Inventory control blossoms at ProFlowers with small MRP system
When a $300 million company with distribution channels nationwide uses a small
MRP system costing less than $10,000 to control its purchasing and inventory,
manufacturing companies large and small take notice.
ProFlowers, founded in 1998, has become the Internet’s number one provider of
grower-direct fresh flowers in the country. Now with about 80 suppliers and 60
domestic distribution centers, the San Diego-based firm isn’t a manufacturing
company in the traditional sense.
But purchasing and inventory requirements still need to be forecast and planned.
So after outgrowing simple systems like spreadsheets and a home-grown database,
the company turned to E-Z-MRP, a Material Requirements Planning system designed
for small businesses.
“When I got here, they were still pretty much in a start-up mode, and we were
doing a lot of things on spreadsheets,” said Brett Clare, ProFlowers’ Senior
Operations Analyst who joined the company in 2002. “While we weren’t a
manufacturing company, I knew that MRP could possibly help us organize the
purchasing of all our componentry.”
Clare, who worked before in more traditional manufacturing environments like
Proctor and Gamble and Estee Lauder, brought his background and expertise in
Material Requirements Planning systems to bear after observing simple systems
like spreadsheets being used at ProFlowers.
“When you get a box of flowers, we send you a box – you have labels, there are
vases, there’s chocolates, there’s teddy bears – all that stuff,” he said. “We
were buying it using spreadsheets and were distributing across 60 locations.”

* RAW DATA
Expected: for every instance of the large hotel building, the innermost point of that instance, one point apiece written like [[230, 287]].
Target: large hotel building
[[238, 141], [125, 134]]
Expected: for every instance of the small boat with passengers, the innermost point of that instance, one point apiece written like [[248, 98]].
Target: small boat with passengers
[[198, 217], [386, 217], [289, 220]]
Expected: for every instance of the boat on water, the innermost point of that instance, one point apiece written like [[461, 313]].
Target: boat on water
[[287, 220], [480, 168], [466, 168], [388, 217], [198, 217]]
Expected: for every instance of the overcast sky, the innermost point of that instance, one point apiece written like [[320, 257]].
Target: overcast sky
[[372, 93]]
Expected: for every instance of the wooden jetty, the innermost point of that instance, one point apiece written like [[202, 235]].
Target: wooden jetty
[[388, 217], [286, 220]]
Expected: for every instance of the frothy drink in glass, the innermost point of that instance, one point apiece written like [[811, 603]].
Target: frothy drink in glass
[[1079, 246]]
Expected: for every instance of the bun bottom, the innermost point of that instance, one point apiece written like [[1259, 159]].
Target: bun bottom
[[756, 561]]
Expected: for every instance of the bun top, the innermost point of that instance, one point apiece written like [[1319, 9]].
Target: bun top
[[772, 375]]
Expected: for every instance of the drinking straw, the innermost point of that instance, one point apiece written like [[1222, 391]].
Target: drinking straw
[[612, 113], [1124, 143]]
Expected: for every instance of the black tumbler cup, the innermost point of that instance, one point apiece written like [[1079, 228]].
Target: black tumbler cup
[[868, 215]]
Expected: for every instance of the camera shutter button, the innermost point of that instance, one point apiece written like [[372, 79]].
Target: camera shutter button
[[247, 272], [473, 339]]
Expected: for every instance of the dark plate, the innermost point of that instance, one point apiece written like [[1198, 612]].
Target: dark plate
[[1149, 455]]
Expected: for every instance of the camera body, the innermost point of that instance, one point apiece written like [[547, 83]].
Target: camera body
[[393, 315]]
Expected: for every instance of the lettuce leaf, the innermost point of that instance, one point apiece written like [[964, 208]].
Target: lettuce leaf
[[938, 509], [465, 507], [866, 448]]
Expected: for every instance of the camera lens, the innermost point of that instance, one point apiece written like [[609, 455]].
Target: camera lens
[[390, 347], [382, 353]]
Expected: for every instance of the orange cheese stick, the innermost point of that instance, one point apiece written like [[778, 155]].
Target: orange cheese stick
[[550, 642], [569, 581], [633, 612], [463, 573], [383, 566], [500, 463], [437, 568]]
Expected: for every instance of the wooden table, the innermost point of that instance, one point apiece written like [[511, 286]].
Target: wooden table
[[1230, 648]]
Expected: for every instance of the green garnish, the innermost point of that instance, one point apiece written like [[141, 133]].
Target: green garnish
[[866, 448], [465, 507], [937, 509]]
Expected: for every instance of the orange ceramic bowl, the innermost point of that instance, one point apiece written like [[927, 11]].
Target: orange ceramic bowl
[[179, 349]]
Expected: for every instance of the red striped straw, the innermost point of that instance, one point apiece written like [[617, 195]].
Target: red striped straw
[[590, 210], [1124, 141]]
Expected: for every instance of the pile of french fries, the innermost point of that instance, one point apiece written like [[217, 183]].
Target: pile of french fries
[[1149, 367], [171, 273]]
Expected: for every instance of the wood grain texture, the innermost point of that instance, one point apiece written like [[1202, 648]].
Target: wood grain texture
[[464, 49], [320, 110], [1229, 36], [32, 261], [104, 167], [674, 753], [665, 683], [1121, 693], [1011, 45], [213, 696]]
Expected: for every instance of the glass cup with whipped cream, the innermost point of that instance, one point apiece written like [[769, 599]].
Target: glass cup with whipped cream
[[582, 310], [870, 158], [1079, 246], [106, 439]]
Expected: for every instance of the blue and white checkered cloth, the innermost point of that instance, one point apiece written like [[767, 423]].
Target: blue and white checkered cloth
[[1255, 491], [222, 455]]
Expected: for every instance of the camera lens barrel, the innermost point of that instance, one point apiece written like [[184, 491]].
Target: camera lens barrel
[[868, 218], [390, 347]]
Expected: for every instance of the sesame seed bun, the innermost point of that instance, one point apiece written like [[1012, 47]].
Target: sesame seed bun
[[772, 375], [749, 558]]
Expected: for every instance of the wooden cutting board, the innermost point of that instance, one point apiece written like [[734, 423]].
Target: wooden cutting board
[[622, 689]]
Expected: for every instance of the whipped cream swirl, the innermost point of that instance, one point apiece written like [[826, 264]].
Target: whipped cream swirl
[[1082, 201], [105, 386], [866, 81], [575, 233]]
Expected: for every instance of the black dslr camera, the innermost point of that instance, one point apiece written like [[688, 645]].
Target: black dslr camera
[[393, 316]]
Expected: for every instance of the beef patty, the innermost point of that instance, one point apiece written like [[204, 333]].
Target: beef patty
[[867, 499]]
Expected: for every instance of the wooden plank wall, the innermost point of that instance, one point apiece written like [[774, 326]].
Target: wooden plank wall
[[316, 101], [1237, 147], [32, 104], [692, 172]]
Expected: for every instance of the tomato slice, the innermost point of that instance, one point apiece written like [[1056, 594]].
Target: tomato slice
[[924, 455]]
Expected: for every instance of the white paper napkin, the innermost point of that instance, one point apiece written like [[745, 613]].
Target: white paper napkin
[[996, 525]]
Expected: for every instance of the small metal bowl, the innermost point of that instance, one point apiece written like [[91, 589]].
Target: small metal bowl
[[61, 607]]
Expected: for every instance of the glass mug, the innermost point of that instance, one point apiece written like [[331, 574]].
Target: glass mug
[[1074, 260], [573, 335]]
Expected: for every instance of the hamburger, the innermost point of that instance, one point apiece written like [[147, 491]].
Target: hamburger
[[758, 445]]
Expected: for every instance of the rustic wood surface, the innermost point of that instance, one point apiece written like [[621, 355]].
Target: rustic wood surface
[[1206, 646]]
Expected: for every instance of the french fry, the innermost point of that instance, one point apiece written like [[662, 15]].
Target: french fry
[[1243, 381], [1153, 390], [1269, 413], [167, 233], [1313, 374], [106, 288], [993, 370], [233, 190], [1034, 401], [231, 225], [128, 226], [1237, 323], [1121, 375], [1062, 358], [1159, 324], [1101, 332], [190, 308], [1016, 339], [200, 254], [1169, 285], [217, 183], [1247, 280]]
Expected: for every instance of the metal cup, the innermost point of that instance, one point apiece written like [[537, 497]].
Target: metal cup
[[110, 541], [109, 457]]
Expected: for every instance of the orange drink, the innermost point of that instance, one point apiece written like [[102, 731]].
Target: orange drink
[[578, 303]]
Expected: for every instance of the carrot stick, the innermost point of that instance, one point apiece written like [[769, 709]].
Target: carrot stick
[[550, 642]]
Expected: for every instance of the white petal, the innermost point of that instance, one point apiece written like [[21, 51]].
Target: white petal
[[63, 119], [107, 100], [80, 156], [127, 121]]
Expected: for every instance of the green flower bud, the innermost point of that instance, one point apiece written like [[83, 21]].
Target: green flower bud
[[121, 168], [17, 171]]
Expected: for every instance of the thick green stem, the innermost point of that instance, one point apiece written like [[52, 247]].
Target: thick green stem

* PARTS OF THE EXERCISE
[A] Answer from the ProFlowers article:
(i) In what year was ProFlowers founded?
(ii) What system did the company turn to after outgrowing spreadsheets and a home-grown database?
(iii) Which two companies does the article name as earlier employers of Brett Clare?
[B] Extend the ProFlowers article with a few more paragraphs that pick up after its last sentence.

* ANSWERS TO EACH TASK
[A]
(i) 1998
(ii) E-Z-MRP, a Material Requirements Planning system designed for small businesses
(iii) Proctor and Gamble and Estee Lauder

[B]
Clare said they were finding that their distribution centers would inevitably
have too much of one thing and not enough of another.
“As we continued to grow, it just got too complex,” he said.
Because Clare had a strong manufacturing background and was one of the few
employees in the firm who had that expertise, he built an Access database using
pivot tables as a way to begin organizing the data and replace the spreadsheets.
“But I’m not a real programmer,” he said. “I put that thing together which just
kind of stopped the bleeding for a while.” After a few years, Clare began to
recognize the need for something more structured and powerful.
An on-line search uncovered E-Z-MRP, a small, inexpensive Material Requirements
Planning system developed by Del Mar-based Beach Access Software and president
Rocky Smolin.
E-Z-MRP was the next step, said Clare, who found the price right, the
capabilities powerful and adaptable enough for his needs, and the location of
Beach Access Software just 10 minutes from ProFlowers headquarters fortuitous.
The close location, he said, “was just a bonus.”
Clare said the attraction to E-Z-MRP was that, while the program was compiled
and not modifiable, the database was completely open and could be modified or
enhanced by the user.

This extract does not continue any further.